--- START OF Extracted data ---

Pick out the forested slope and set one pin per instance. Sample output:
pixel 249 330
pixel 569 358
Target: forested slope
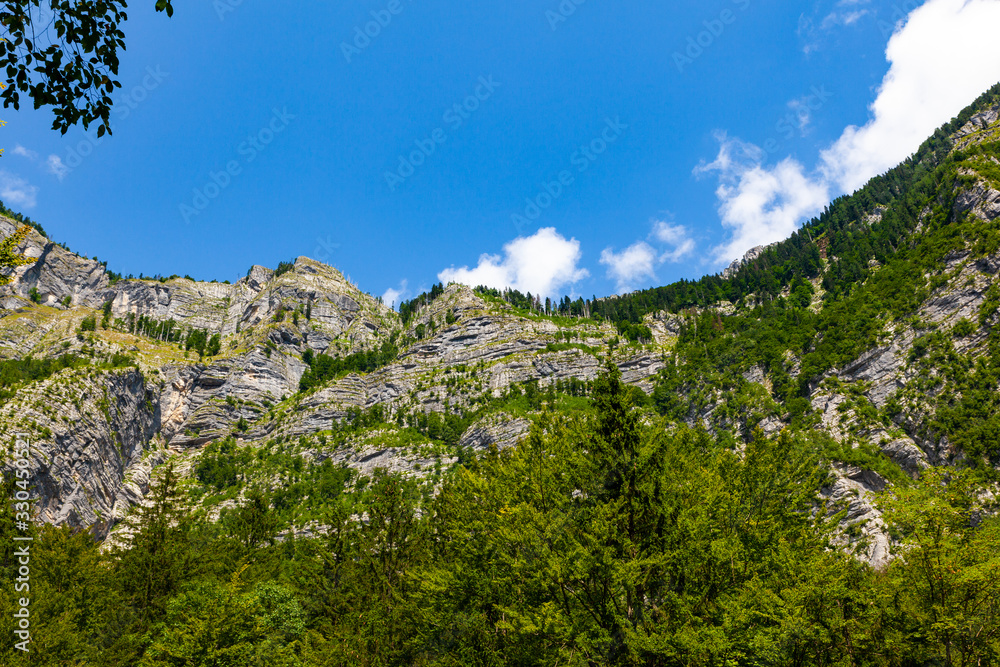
pixel 792 464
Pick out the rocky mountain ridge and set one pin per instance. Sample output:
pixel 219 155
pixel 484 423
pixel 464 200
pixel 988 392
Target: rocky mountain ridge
pixel 139 394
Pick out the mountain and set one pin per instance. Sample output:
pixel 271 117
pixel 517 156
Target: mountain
pixel 870 334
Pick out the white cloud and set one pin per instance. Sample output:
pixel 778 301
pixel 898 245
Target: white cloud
pixel 944 56
pixel 941 58
pixel 55 166
pixel 631 264
pixel 393 297
pixel 540 264
pixel 16 191
pixel 639 260
pixel 24 152
pixel 759 204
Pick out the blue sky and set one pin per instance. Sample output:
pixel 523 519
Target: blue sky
pixel 637 142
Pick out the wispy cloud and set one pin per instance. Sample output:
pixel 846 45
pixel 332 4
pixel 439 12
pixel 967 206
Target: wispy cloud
pixel 541 264
pixel 924 88
pixel 17 191
pixel 639 261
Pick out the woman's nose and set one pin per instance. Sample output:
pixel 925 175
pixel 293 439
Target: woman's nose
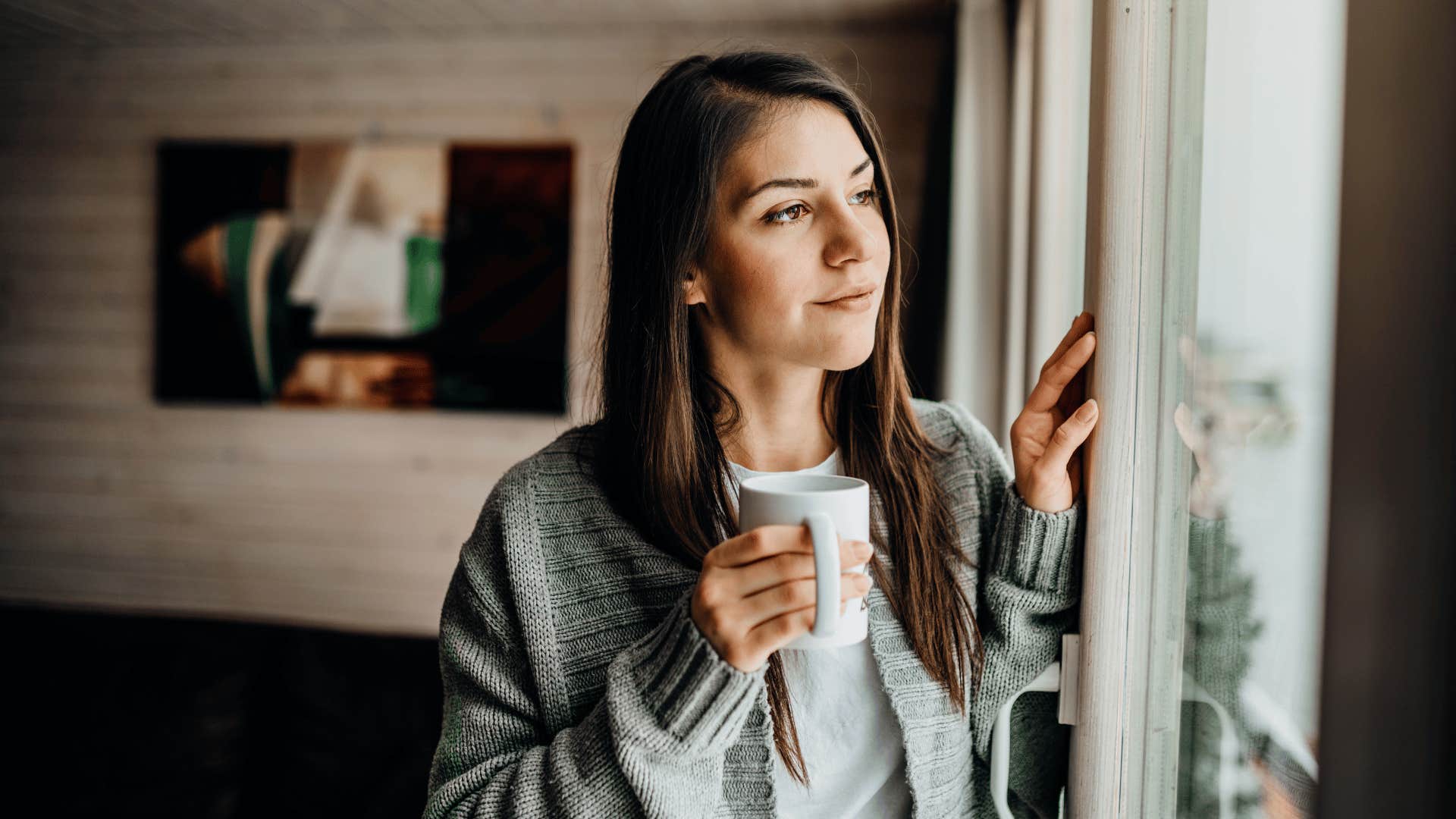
pixel 851 240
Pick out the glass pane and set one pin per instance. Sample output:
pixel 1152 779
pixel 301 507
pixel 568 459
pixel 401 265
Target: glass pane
pixel 1258 407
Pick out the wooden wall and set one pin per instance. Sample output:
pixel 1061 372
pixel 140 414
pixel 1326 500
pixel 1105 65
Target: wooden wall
pixel 346 519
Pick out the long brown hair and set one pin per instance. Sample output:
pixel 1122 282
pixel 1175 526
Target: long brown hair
pixel 666 414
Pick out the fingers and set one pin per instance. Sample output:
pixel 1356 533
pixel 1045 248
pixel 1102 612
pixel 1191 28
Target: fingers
pixel 1079 325
pixel 785 611
pixel 1068 438
pixel 1056 376
pixel 794 566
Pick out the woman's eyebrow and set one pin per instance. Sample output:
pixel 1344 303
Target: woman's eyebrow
pixel 799 183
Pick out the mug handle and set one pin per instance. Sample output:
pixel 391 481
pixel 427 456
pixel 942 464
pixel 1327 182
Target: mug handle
pixel 826 573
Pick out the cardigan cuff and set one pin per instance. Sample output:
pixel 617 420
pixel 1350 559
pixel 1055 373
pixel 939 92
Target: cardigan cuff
pixel 1037 550
pixel 693 694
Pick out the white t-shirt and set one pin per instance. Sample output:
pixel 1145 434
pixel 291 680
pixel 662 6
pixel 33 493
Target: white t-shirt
pixel 848 732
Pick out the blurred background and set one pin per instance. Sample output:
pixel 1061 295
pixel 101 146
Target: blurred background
pixel 286 286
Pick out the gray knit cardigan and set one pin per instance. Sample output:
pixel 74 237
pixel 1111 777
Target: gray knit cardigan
pixel 576 682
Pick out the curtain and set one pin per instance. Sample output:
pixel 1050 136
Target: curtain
pixel 1018 199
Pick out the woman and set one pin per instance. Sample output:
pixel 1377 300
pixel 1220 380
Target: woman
pixel 609 640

--- END OF Extracted data ---

▸ Work instructions: Retype all entries exactly as they appear, dropping the images.

▸ Result:
Pick out the forested slope and set one pin per instance. Sample output:
pixel 249 330
pixel 569 358
Target: forested slope
pixel 792 464
Pick out the rocky mountain ridge and set one pin per instance. Sample output:
pixel 219 155
pixel 484 423
pixel 464 200
pixel 988 392
Target: rocky mountain ridge
pixel 139 394
Pick out the mountain and set one pin per instance. Sample output:
pixel 271 117
pixel 517 156
Target: mountain
pixel 870 334
Pick out the white cloud and set one pin per instance. Sample output:
pixel 778 301
pixel 898 245
Target: white cloud
pixel 944 56
pixel 941 58
pixel 55 166
pixel 631 264
pixel 393 297
pixel 540 264
pixel 16 191
pixel 639 260
pixel 24 152
pixel 759 204
Pick out the blue sky and set one pin per instance. Sample output:
pixel 523 519
Target: blue sky
pixel 637 142
Pick out the wispy cloud and set one pin per instance. Sample output:
pixel 846 45
pixel 332 4
pixel 439 12
pixel 967 206
Target: wispy cloud
pixel 541 264
pixel 924 88
pixel 17 191
pixel 639 261
Pick out the woman's nose and set one pin per instance. Sample output:
pixel 925 175
pixel 293 439
Target: woman's nose
pixel 851 240
Pick out the glass pane and set one pin per instance. Sample output:
pixel 1152 779
pixel 301 507
pixel 568 459
pixel 401 265
Target: glass pane
pixel 1258 407
Pick out the wooden wall and set one pin per instance. Sample output:
pixel 1061 372
pixel 140 414
pixel 1326 500
pixel 1105 65
Target: wooden wall
pixel 346 519
Pick out the long brown hair and set one pin per instance. Sample output:
pixel 1122 282
pixel 1175 526
Target: long brown hair
pixel 666 414
Pick out the fingers and set one pin per instance. Sample output:
pixel 1356 533
pixel 1045 248
pixel 1102 612
pixel 1191 28
Target: fingers
pixel 1079 325
pixel 785 611
pixel 1068 438
pixel 1056 376
pixel 794 566
Pick out the woman's eyebrow and set one pin per instance. Sample output:
pixel 1344 303
Target: woman's eyebrow
pixel 799 183
Pick out the mug handle and set one pin per instance. Sample output:
pixel 391 481
pixel 427 456
pixel 942 464
pixel 1327 182
Target: mug handle
pixel 826 573
Pick out the cardigan cuff and set one pin per instance. Sample output:
pixel 617 420
pixel 1350 559
pixel 1055 373
pixel 939 92
Target: cardigan cuff
pixel 1037 550
pixel 693 694
Pick out the white t-shirt and set one pin per instance. Sample output:
pixel 1145 434
pixel 291 680
pixel 662 6
pixel 33 493
Target: white t-shirt
pixel 848 732
Pick out the blurred background and set one pin per instance. Sample output:
pixel 1061 295
pixel 101 146
Target: blurred background
pixel 286 286
Pick out the gray knit cardigan and set one pin per instance. Sample output:
pixel 74 237
pixel 1111 777
Target: gray knit cardigan
pixel 576 682
Pick out the curtain and set one pin per instance. Sample output:
pixel 1050 136
Target: curtain
pixel 1018 199
Pick out the woman and set one pin per instance. Sample output:
pixel 1377 300
pixel 1220 380
Target: woman
pixel 609 640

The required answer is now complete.